PROBLEM TO SOLVE. Transcribe the passage on stacks and queues, starting at the words "- If the right" and ending after the words "empty, return False.".

READING PASSAGE.
■ ■ ■

The following is the diagram of the push and pop operation of stacks.

Application: Balanced Brackets

Check whether the brackets are balanced.
Examples:
- “]” → False
- “(a+b)*c-d” → True
Steps:
- Scan the expression from left to right
- When a left bracket, “[”, “{”, or “(”, is encountered, push it into stack.
- When a right bracket, “]”, “}”, or “)”, is encountered, pop the top element from stack and check whether they are matched.
  - If the right bracket and the pop out element are not matched, return False.
- After scanning the whole expression, if the stack is not empty, return False.

Dynamic Stacks

If we want to dynamically allocate the size of the stack, we should still use malloc(). Here’s an example using dynamic arrays.

Headers and declarations

int *stack;
int capacity = 1; // Initial capacity
int top = -1; // Representing empty stack

Create stack

void createStack() {
    stack = (int*)malloc(capacity * sizeof(int));
    if (stack == NULL) {
        printf("Memory allocation failed\n");
        exit(1);
    }
}

Array doubling when stack is full

void stackFull() {
    capacity *= 2;  // Double the capacity
    stack = (int*)realloc(stack, capacity * sizeof(int));
    if (stack == NULL) {
        printf("Memory allocation failed\n");
        exit(1);
    }
    printf("Stack expanded to capacity: %d\n", capacity);
}

Check if the stack is empty

int isEmpty() {
    return top == -1;
}

Push

void push(int value) {
    if (top == capacity - 1) {  // If the stack is full, double it
        stackFull();
    }
    stack[++top] = value;
}

int pop() {
    if (isEmpty()) {
        printf("Stack underflow. No elements to pop.\n");
        return -1;
    }
    return stack[top--];
}

Peek (or Top)

int peek() {
    if (isEmpty()) {
        printf("Stack is empty.\n");
        return -1;
    }
    return stack[top];
}

Queues

Intro

As I mentioned, queues are the opposite of stacks. That is because although they are both linear or ordered list, they have totally different properties.

First-In-First-Out (FIFO)
New elements are added at the rear end
Old elements are deleted at the front end.

■ ■ ■

THE DATA.
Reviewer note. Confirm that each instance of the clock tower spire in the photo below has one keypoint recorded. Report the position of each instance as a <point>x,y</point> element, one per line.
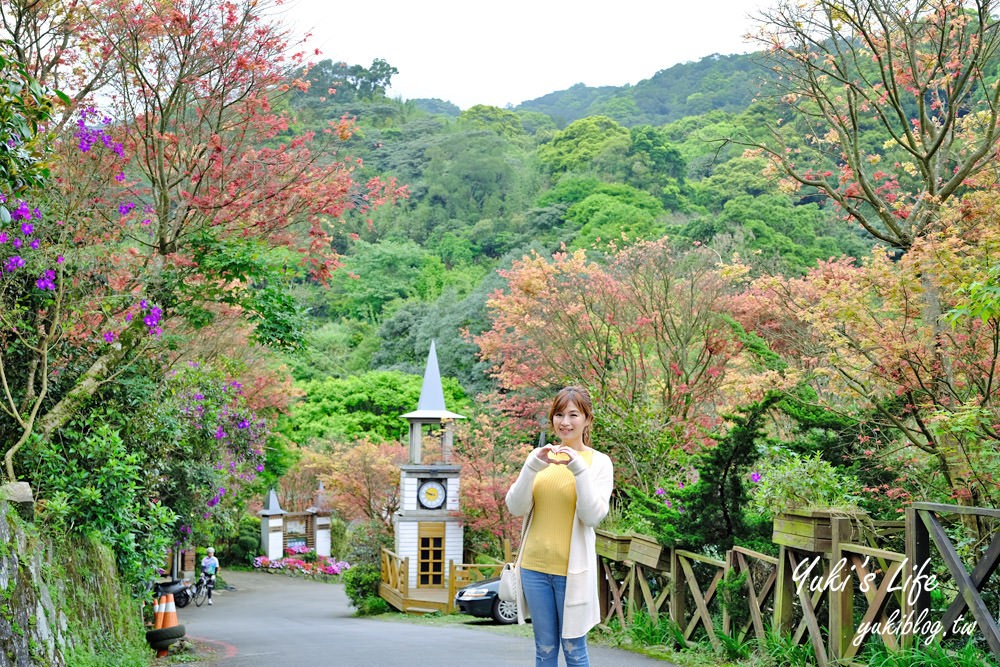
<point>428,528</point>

■ ■ ■

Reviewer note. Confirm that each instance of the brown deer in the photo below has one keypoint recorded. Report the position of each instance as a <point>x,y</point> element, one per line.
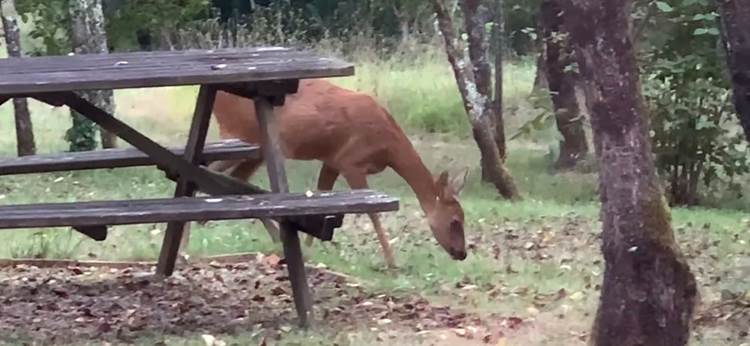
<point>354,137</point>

■ ■ ■

COMPLETED TASK.
- If the right bracket and the pop out element are not matched, return False.
- After scanning the whole expression, if the stack is not empty, return False.